Exercise details - Report every line in the records below that has the word "potted" in it.

Task data -
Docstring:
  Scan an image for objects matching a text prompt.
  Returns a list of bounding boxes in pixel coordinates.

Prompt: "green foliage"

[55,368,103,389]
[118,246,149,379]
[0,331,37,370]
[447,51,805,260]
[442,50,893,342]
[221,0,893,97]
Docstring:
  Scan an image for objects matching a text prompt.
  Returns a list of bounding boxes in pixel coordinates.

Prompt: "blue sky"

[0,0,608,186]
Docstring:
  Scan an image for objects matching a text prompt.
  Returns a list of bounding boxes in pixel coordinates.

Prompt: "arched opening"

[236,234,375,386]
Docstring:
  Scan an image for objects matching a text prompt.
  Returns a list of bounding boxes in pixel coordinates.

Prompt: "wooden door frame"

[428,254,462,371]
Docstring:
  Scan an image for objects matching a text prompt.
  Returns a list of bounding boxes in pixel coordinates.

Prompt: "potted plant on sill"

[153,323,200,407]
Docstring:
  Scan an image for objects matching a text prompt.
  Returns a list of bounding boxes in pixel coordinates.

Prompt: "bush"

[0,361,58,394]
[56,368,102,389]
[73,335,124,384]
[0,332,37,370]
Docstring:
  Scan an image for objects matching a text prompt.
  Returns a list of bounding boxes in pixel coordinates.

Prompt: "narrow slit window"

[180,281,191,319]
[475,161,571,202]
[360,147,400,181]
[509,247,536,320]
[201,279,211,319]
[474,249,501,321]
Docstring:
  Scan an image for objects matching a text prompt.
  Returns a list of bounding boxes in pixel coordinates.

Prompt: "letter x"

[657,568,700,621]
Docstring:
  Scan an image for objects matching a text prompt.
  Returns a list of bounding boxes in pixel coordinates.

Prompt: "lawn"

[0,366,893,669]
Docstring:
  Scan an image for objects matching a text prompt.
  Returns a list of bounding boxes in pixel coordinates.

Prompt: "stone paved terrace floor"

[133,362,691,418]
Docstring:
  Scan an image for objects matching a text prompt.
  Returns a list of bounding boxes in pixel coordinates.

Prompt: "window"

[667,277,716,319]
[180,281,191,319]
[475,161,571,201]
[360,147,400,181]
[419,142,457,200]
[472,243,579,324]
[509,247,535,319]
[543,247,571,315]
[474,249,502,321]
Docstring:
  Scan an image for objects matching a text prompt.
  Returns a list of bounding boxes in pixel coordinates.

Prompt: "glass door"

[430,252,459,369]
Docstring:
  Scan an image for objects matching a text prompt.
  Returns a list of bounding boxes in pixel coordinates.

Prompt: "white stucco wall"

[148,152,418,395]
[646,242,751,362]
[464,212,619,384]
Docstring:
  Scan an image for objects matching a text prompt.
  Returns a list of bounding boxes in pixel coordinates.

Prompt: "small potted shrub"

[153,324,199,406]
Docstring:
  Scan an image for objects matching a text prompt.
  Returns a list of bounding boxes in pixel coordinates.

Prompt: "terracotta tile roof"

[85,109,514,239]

Final result -
Prompt: "potted plant on sill"
Prompt: "small potted shrub"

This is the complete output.